■ **Your goal**
Check each line of the entries for the string "rough". Report only how many lines have it.
◇ ◇ ◇ ◇ ◇ ◇ ◇
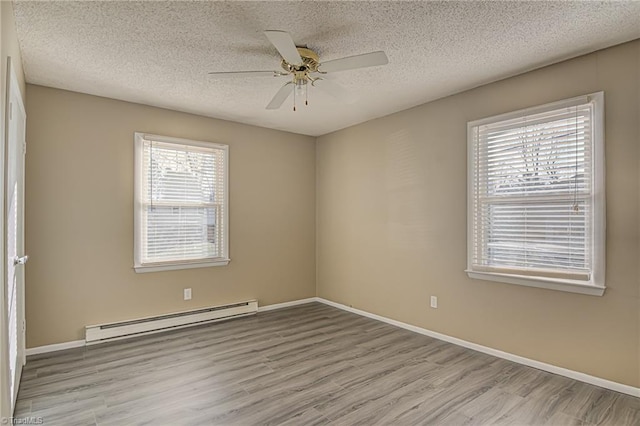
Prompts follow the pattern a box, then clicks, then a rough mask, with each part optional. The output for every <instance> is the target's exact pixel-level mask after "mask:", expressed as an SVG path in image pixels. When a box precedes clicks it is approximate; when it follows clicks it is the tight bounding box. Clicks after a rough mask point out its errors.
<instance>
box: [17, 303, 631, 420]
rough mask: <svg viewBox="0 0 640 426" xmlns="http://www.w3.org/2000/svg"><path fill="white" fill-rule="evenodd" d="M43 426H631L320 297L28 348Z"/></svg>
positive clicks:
◇ ◇ ◇ ◇ ◇ ◇ ◇
■ **Solution to this task**
2